Verification systems are built to generate myriad numbers under the assumption that their various audiences will self-serve in accessing and understanding the information. There is rarely investment in intermediaries who can curate the right information (such as selecting thresholds of interest to the user), translate it into something actionable, and communicate it meaningfully. Only a few well-resourced agencies support a real-time “model evaluation desk” to track performance, advise meteorologists, and provide operations-to-research feedback.
Research opportunities.
How to design verification that addresses users’ behavioral biases and misinterpretations of forecasts? How can social media and digital technologies effectively engage users in communicating forecast quality and gathering feedback? What role do case studies and anecdotes play in understanding and conveying forecast quality? What are the best approaches for communicating probabilistic/ensemble verification using rigorous scores? How to effectively teach verification concepts and interpretation of results? Can machine learning generate insightful plain-language summaries of verification datasets? What scalable methods exist for the collaborative design of verification products and services, involving stakeholders and end-users? How can social science and graphical design enhance communication of performance information, particularly through interactive displays? What can meteorology learn from medicine and other fields about successfully communicating quantitative performance information to diverse audiences? If forecasts are communicated with quantified certainty, is there still a demand for additional verification information potentially presented alongside the forecasts (Hogan Carr et al. 2021)?

**Data shown:**
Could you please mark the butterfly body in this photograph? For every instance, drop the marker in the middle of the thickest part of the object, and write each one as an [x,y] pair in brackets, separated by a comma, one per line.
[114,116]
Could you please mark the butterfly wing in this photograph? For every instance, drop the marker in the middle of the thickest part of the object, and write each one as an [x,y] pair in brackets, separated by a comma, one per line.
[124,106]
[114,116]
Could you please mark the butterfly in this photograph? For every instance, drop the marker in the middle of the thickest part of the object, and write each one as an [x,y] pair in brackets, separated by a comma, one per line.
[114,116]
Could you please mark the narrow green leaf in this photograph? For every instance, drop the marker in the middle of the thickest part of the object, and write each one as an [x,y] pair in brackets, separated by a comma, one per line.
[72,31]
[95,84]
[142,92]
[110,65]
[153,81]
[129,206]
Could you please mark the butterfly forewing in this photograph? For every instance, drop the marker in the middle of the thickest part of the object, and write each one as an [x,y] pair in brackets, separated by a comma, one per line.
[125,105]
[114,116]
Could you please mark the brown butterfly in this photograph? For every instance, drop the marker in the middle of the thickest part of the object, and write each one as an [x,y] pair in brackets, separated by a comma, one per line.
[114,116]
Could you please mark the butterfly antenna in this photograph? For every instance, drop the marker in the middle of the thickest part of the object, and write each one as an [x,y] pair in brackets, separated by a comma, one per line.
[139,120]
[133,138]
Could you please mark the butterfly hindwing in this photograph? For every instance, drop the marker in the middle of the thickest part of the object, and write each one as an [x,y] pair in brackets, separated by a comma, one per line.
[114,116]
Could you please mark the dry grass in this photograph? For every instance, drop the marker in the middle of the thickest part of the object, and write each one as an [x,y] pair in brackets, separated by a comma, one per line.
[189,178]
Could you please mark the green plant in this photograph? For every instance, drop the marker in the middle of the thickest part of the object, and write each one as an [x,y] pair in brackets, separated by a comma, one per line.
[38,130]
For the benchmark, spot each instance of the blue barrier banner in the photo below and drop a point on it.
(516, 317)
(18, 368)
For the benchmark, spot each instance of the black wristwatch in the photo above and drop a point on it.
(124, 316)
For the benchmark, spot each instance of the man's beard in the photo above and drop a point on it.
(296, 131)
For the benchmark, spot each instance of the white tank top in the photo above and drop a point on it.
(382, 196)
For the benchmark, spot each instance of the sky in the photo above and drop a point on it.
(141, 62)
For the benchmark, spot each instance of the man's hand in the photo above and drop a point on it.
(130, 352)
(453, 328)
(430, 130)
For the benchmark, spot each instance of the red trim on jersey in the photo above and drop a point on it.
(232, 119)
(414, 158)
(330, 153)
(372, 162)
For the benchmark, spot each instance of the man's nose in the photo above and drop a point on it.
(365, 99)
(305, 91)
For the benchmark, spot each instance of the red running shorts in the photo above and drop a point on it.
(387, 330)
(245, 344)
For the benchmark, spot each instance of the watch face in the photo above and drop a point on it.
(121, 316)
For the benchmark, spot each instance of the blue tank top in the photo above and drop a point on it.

**Directions:**
1. Decide whether each statement agrees with the passage on forecast verification, answering yes or no and quoting the deciding words from the passage: (a) Most forecasting agencies run a real-time model evaluation desk. (b) Verification systems assume their audiences will find and understand the information on their own. (c) One open research question is whether machine learning can produce plain-language summaries of verification datasets.
2. Write the next part of the passage on forecast verification, continuing from its last sentence.
The data comes from a separate source unrelated to the passage on forecast verification.

**Responses per task:**
1.
(a) No: "Only a few well-resourced agencies support a real-time “model evaluation desk”"
(b) Yes: "under the assumption that their various audiences will self-serve in accessing and understanding the information"
(c) Yes: "Can machine learning generate insightful plain-language summaries of verification datasets?"

2.
e. Challenge 5: Institutional factors.
Public webpages talking about forecast performance are rare, often brief, and sometimes promotional. They present highly oversummarized statistics with limited relevance to any individual user. Organizations often are reluctant to expose faults for fear of liability or reputational damage, exposing the agency to (potentially unjust) criticism from customers or competitors. Internally, there can be incentives to distort verification (e.g., when seeking management promotions), resulting in cherry-picking charts with a perpetual upward march in skill. This is hardly unique to professionals in the weather forecasting enterprise, however. Sociology has widely studied the accountability and transparency of institutions (Fung et al. 2007), offering strategies such as developing clear and measurable goals, providing regular and timely updates, using plain language, and soliciting feedback. However, currently, most operational weather services prioritize natural sciences over social sciences to a great extent.
Especially with the growing trend toward automation, evaluating meteorologists’ contributions can be sensitive, creating tensions between operational meteorologists and the “forecasting police” (Pagano et al. 2016). Even Allen et al. (1952) mention the “certain meanness” in checking on individual forecasters (as opposed to having their tools, systems, training, and organizational context judged). Meteorologists want to make better forecasts and are motivated to test their operational beliefs/rules of thumb. Yet they can find themselves caught in the middle of ill-defined or misinterpreted forecast products, and narrowly defined key performance indicators (KPIs). In cases where downstream products are generated algorithmically (e.g., meteorologists issue grids which then generate text and icons), forecasters sometimes struggle to convey the true “weather story” consistently across the various products (Just and Foley 2020).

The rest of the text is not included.